▸ **THE REQUEST**
Rewrite the entries below with every instance of "cloud" swapped for "balloon", leaving everything else unchanged. Omit the pictures from your answer.

▸ **GIVEN INFORMATION**
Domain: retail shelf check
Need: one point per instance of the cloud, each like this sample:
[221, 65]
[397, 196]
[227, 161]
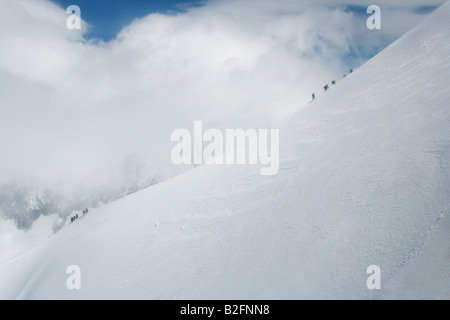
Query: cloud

▸ **RESPONSE TO THIS TASK**
Domain: retail shelf check
Need: one point per instance of the balloon, each like this sample:
[221, 65]
[397, 196]
[227, 161]
Query: balloon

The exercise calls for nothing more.